> **Text provided**:
= = = =
Root exudates in wetland soils – compound diversity and priming effect

Root exudation plays a critical role in the biogeochemical functioning of wetlands, influencing nutrient cycling, shaping both plant-plant and plant-microbe interactions and affecting soil organic carbon (SOC) decomposition via priming effects. We showed that contrary to most observations in aerated upland soils, glucose inputs can induce strong negative priming effects on anoxic peat. This finding yields important implications for the stability of the vast organic carbon reserves in global wetland soils. However, root exudation dynamics are complex, and the biogeochemical implications of the hundreds of diverse compounds released from roots remain elusive.

Here we present 1) a meta-analysis compiling data on wetland plant root exudates, focusing on both fluxes and compound diversity, and 2) preliminary results from incubation experiments simulating the effects of a typical wetland plant exudate composite on SOC decomposition.
= = = =
> **Data entries**:
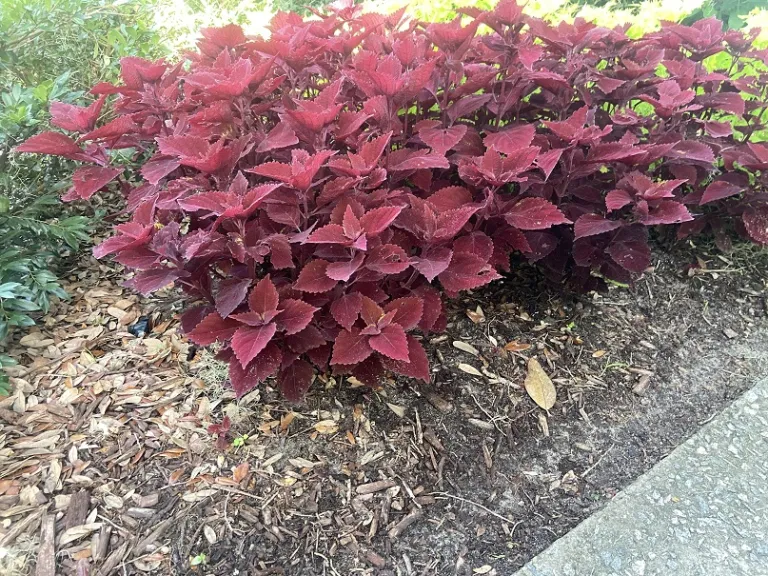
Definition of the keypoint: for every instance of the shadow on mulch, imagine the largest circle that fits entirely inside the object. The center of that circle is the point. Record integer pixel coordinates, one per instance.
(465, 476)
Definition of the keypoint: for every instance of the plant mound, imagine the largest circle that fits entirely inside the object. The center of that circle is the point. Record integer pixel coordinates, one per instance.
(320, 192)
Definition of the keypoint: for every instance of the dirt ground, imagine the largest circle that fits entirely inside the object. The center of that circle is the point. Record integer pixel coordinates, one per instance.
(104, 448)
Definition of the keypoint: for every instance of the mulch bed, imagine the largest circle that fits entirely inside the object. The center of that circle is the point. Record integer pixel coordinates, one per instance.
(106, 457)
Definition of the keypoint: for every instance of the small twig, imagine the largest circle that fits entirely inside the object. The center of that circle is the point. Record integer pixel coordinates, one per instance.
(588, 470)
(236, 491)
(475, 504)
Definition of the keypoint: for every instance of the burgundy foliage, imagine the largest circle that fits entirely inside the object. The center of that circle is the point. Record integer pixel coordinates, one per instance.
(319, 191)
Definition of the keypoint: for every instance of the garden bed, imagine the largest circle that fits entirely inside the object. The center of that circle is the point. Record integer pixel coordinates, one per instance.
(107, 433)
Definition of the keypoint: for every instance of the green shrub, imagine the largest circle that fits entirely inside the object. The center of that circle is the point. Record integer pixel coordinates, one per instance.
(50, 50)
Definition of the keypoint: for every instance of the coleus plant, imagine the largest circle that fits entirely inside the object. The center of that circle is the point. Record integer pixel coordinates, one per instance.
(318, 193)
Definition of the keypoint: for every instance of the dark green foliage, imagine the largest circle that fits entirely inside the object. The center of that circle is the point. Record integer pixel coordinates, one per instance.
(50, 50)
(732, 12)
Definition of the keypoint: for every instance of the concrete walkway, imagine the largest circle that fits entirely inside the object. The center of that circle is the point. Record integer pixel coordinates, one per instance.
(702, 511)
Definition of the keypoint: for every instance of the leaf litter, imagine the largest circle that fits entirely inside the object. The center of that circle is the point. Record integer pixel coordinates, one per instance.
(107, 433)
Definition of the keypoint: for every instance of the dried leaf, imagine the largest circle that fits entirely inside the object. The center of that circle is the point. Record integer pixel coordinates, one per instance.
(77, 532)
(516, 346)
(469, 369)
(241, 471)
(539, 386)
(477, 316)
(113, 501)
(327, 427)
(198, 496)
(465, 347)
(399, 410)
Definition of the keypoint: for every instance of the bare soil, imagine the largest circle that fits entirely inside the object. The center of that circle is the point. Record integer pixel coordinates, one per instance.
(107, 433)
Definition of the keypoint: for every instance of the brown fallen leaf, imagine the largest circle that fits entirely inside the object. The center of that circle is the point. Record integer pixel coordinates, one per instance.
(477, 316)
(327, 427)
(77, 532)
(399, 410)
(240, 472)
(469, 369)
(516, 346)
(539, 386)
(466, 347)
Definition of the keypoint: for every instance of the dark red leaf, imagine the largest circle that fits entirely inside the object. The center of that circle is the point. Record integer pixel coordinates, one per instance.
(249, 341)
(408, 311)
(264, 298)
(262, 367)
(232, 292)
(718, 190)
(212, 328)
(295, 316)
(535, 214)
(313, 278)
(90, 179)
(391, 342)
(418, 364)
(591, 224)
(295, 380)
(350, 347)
= = = =
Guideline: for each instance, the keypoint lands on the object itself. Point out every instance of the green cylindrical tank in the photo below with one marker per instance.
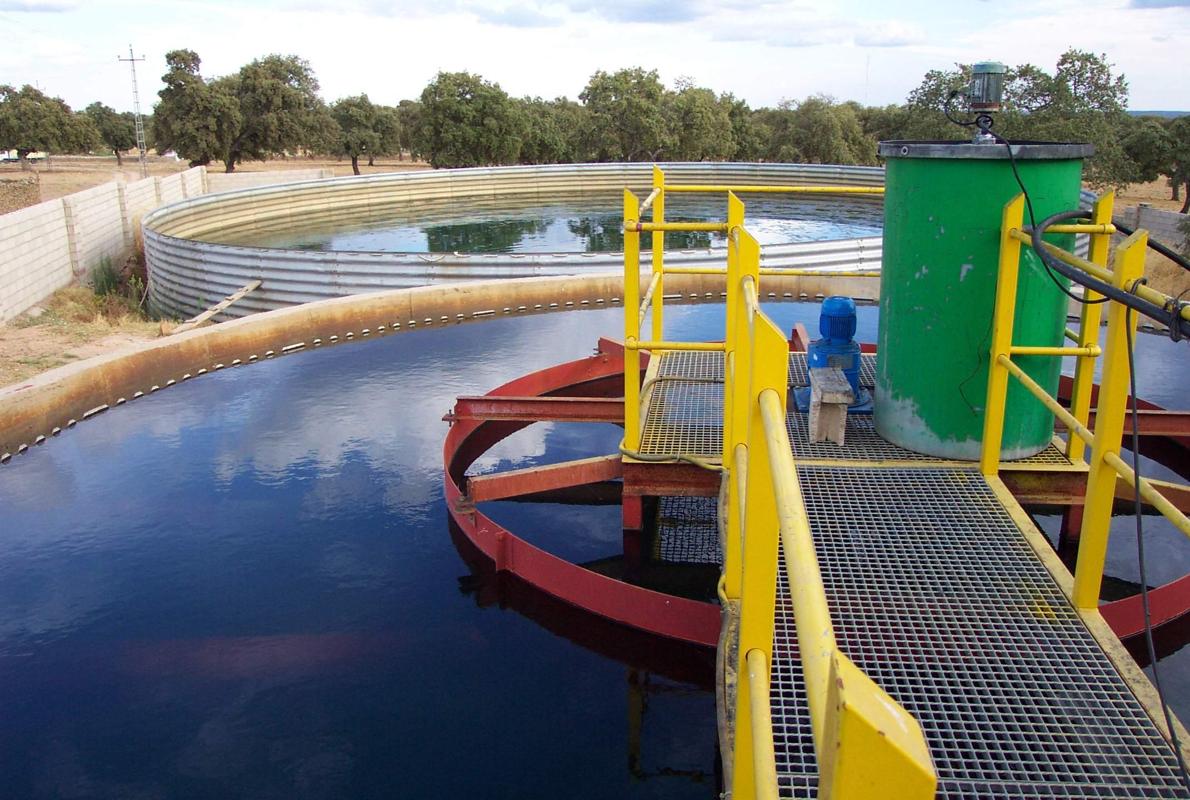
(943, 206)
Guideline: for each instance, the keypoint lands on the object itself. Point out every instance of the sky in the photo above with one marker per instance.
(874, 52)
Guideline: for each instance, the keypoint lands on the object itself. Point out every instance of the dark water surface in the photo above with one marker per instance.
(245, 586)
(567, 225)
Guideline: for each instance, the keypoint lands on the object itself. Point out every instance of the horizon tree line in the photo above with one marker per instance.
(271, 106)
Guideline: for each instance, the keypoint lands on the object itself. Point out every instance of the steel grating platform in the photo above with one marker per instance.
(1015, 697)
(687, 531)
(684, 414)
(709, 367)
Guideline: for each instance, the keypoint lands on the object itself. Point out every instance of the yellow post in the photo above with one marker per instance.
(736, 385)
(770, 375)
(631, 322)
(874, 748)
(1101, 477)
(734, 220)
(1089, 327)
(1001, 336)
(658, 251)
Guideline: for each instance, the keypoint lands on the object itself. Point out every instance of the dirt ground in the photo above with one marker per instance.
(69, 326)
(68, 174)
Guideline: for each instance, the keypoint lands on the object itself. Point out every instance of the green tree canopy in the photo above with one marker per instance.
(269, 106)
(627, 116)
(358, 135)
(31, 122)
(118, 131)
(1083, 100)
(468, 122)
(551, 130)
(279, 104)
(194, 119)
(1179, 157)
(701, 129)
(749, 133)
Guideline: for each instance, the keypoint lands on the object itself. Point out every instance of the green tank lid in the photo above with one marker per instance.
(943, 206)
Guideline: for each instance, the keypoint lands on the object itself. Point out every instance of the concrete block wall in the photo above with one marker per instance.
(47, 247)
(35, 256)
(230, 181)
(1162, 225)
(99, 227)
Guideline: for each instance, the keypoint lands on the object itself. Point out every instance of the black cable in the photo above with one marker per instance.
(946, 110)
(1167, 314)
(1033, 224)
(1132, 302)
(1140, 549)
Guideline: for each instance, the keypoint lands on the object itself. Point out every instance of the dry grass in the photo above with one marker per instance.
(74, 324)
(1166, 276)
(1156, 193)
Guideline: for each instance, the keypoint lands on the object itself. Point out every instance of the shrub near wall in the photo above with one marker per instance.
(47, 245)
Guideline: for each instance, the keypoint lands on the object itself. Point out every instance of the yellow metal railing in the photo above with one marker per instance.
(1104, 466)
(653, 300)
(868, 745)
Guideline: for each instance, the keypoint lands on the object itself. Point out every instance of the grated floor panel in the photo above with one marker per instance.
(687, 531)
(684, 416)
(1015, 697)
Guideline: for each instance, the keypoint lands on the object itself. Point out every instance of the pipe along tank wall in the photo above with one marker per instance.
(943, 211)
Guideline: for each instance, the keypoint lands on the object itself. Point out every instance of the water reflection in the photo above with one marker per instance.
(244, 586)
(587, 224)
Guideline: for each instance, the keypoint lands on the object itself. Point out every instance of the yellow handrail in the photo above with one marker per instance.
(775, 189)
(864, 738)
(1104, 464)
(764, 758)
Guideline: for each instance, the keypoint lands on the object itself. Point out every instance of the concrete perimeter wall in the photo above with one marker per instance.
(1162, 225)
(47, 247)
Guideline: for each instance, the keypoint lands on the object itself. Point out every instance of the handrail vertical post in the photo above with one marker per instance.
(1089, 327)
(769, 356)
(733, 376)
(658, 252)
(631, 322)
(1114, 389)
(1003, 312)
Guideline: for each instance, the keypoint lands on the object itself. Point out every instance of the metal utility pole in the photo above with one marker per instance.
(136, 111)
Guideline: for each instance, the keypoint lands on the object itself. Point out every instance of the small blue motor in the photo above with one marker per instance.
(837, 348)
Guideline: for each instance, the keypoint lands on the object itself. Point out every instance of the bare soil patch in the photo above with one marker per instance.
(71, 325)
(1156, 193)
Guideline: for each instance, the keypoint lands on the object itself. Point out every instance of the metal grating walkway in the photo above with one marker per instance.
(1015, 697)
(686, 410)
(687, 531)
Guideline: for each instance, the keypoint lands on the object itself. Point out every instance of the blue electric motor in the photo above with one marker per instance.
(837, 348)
= = = =
> **Task item**:
Carry on the passage about root exudates in wetland soils, starting right after its last sentence.

> **Response to this exercise**:
Our meta-analysis elucidates the challenges in cross-study comparison of quantitative root exudate data due to methodological heterogeneity as well as the strong effects of environmental, biological and chemical parameters influencing plant traits. We found organic acids to be the primary compound class released by wetland roots, and organic acids have been assessed by the majority of studies. By contrast, few studies assessed the compound classes of sugars, amino acids, and secondary compounds, representing important knowledge gaps in our understanding of wetland-plant-microbe interaction and C cycling. To understand the complex effects of diverse root exudates on wetland SOC cycling, our ongoing incubation experiments compare the priming effect of a wetland plant exudate composite with that of conventionally used single sugar inputs.